**DESCRIPTION OF THE TASK**
In the records below, find each line that holds "foliage" and return it.

**GIVEN INFORMATION**
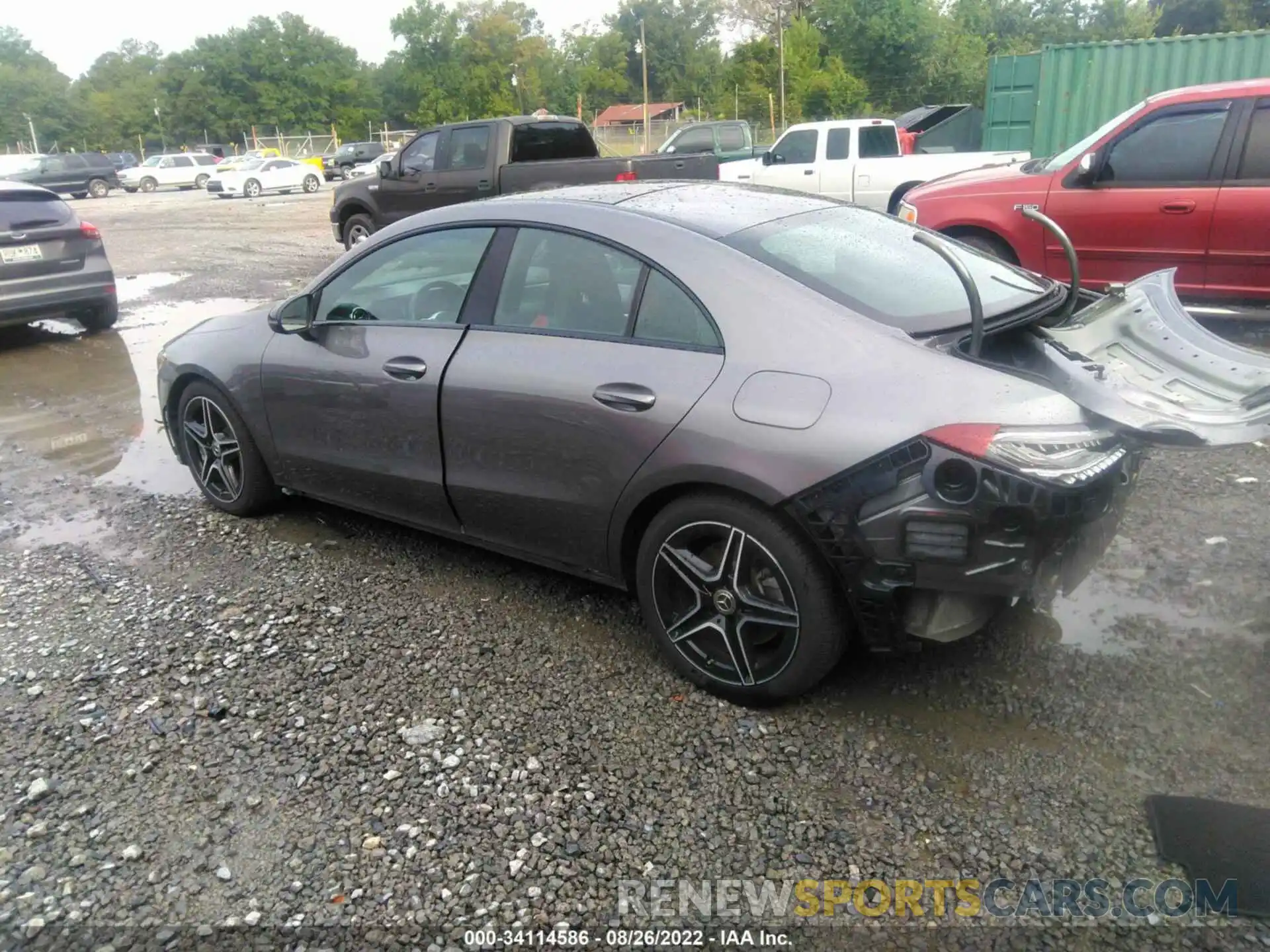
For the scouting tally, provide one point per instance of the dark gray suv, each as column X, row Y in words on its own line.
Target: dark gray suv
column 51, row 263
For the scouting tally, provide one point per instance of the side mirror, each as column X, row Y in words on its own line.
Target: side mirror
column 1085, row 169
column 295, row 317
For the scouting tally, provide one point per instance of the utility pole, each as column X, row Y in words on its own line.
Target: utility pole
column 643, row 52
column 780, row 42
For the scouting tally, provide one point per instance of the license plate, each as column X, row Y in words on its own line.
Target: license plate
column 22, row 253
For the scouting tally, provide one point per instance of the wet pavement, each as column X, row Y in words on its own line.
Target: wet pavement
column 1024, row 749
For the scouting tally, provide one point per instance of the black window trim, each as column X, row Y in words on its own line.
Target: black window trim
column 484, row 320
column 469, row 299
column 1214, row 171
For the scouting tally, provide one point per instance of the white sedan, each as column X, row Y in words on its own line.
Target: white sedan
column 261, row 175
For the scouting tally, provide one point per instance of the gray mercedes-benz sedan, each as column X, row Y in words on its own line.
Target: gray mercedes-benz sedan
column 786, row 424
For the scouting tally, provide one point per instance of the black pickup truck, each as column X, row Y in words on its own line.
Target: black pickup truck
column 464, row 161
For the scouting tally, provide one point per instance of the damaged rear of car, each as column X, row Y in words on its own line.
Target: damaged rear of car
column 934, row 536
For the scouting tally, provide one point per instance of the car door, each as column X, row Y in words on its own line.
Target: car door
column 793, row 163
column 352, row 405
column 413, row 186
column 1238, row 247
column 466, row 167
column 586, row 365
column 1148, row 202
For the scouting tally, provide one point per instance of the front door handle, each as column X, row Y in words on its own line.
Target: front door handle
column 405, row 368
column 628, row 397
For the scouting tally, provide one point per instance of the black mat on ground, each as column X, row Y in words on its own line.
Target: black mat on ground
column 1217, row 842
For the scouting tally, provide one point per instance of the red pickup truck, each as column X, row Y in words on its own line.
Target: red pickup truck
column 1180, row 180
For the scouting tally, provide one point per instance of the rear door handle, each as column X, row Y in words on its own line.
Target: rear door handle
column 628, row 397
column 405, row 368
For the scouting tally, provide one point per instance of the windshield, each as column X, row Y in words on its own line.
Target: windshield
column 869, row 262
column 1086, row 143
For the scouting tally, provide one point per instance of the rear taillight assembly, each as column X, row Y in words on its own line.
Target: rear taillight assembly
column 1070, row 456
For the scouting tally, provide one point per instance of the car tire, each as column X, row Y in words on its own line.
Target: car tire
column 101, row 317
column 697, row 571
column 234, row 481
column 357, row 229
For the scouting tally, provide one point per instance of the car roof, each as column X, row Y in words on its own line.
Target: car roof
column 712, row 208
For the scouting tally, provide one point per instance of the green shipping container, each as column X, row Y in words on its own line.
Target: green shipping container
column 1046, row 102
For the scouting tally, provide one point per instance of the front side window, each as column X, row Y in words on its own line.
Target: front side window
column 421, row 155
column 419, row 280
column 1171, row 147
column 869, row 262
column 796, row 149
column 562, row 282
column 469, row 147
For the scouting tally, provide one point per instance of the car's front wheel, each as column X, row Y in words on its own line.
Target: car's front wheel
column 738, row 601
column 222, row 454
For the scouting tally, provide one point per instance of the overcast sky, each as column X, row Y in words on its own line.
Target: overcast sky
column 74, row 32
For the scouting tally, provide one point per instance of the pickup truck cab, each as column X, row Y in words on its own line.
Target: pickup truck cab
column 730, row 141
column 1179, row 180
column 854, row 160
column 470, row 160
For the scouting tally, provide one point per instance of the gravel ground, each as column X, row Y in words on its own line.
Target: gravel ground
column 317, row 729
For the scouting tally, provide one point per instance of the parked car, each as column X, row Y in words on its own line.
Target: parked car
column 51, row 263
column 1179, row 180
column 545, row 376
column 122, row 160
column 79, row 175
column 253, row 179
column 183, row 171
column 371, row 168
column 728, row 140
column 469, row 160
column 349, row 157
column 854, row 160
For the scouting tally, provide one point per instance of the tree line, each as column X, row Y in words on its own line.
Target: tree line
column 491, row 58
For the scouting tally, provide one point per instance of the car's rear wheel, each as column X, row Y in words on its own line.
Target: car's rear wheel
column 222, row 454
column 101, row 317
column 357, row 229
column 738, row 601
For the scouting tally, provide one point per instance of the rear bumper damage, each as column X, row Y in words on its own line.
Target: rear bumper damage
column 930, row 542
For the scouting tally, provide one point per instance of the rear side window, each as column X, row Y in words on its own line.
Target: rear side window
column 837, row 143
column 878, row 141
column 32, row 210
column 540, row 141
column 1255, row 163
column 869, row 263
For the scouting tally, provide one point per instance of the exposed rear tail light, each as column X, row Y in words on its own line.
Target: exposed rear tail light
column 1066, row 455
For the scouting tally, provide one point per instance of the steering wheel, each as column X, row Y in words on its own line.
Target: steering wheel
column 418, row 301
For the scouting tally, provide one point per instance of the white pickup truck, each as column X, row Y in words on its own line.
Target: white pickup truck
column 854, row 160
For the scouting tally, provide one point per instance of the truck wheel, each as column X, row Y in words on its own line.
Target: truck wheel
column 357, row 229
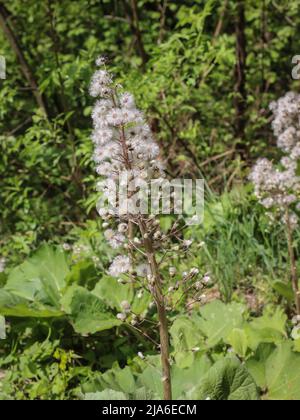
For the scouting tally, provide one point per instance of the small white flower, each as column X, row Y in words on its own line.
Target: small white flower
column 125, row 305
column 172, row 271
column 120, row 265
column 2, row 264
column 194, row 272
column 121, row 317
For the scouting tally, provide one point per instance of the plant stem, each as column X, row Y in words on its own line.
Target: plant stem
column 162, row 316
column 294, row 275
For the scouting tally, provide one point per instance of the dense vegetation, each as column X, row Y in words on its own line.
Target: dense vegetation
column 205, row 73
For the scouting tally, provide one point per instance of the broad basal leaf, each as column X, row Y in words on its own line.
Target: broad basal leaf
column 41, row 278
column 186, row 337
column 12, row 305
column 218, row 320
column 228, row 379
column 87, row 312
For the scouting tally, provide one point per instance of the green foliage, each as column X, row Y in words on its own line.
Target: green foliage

**EXERCISE SOLUTION**
For the scouting tally, provide one point per instance of the green foliage, each as column X, row Y in words on its own line.
Target: green foliage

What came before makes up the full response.